SELECTED TEXT —

--------------------------------------------------

Recently, there were reports that out of the 75 new Covid-19 cases in Kampala, most were healthcare workers. This statistic, which roughly translates to one in seven new Covid-19 cases being amongst health workers, is one that all Ugandans should be concerned about.
While health workers, as a result of occupational exposure, have a higher likelihood of coming into contact with Covid-19 cases, their likelihood of being infected in that interaction should ideally be extremely low given the extensive resources, measures and preparation in place to protect them.
A case in point, in early May, New York, which at the time was the epicenter of the infection, had a 12 per cent infection rate amongst healthcare workers compared to 20 per cent infection rate amongst city residents in a citywide survey.
This anomaly seen in the case of Kampala leads to a couple of questions. Why is the Covid-19 infection rate higher amongst Uganda’s healthcare workers in Kampala? Should the one in seven new Covid-19 cases being diagnosed amongst healthcare workers in Kampala be seen as a one-off statistic or should one interpret it as foretelling of what is to come?
Is enough being done to protect Uganda’s healthcare workers? If not, what else needs to be urgently instituted for their wellbeing? Will Uganda, which already has one of the lowest healthcare worker-to-patient ratios in the world, maintain enough healthy frontline workers to address this pandemic?
As one ponders all these questions, the first concern that comes to mind is the wellbeing of these heroic healthcare workers and their families, who in addition to other hardships associated with being a healthcare worker in Uganda, have to now worry about this too.
On whether or not enough is being done to protect Uganda’s healthcare workers, one has to look at the international context. Worldwide, healthcare workers’ professional bodies have repeatedly urged governments to institute protective measures like ensuring wide availability of personal protective equipment (PPE) and effective standard operating procedures to prevent unnecessary Covid-19 infections and deaths.
In the UK, the Doctor’s Association UK went a step further and initiated legal action to force the government into starting a government inquiry into the shortage of PPE for NHS and other facilities like nursing homes. It is important, as demonstrated in other nations, that the government partners with private, public health institutions and other stakeholders to institute protective measures for this at-risk population.

--------------------------------------------------

DATA SHOWN —
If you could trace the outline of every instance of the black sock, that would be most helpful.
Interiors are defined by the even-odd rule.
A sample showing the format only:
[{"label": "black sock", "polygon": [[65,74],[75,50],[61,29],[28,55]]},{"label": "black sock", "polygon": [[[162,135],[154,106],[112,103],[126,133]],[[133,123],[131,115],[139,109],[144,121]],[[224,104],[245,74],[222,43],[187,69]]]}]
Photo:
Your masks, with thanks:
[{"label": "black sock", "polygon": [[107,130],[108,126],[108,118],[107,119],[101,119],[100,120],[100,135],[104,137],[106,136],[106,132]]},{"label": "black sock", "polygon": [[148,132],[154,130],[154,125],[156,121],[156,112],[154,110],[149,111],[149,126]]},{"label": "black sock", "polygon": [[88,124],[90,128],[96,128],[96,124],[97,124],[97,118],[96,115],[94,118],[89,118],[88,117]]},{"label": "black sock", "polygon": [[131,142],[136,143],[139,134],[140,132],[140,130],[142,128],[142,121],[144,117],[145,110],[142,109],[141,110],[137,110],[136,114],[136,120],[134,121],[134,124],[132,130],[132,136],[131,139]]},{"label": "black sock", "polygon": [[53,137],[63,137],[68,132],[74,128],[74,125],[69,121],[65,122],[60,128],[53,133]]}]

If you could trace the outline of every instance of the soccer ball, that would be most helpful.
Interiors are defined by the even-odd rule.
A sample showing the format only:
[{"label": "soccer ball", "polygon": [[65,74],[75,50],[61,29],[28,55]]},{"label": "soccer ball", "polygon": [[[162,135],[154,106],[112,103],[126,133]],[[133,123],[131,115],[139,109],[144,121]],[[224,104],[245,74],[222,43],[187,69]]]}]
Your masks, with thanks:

--------------------------------------------------

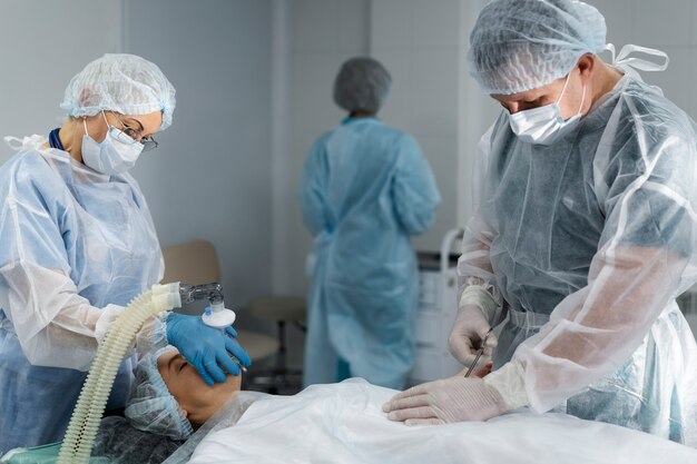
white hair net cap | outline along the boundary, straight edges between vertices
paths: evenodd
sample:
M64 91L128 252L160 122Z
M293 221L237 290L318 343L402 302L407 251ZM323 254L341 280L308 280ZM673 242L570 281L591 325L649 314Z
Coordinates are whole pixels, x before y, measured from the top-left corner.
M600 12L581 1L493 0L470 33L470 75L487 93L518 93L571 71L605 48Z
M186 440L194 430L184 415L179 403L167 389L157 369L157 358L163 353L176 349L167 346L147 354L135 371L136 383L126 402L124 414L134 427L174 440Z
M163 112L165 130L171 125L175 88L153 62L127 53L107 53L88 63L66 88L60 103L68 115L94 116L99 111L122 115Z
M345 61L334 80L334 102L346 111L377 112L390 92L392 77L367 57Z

--------------------------------------------------

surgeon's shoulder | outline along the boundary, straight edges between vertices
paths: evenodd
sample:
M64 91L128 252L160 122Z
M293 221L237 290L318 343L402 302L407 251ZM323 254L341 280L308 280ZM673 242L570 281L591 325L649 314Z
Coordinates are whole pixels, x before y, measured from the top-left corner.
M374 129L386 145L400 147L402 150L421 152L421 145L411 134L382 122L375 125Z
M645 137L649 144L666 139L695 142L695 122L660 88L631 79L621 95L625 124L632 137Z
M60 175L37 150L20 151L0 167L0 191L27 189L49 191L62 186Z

--------------------------------------------------

TASKS TO COMPLETE —
1) List every place name (city or country) in the article on health workers and Covid-19, once each.
2) Please duplicate the passage of the article on health workers and Covid-19 starting at "Is enough being" and ending at "about this too.".

RESPONSES BY ITEM NUMBER —
1)
Kampala
Uganda
New York
UK

2)
Is enough being done to protect Uganda’s healthcare workers? If not, what else needs to be urgently instituted for their wellbeing? Will Uganda, which already has one of the lowest healthcare worker-to-patient ratios in the world, maintain enough healthy frontline workers to address this pandemic?
As one ponders all these questions, the first concern that comes to mind is the wellbeing of these heroic healthcare workers and their families, who in addition to other hardships associated with being a healthcare worker in Uganda, have to now worry about this too.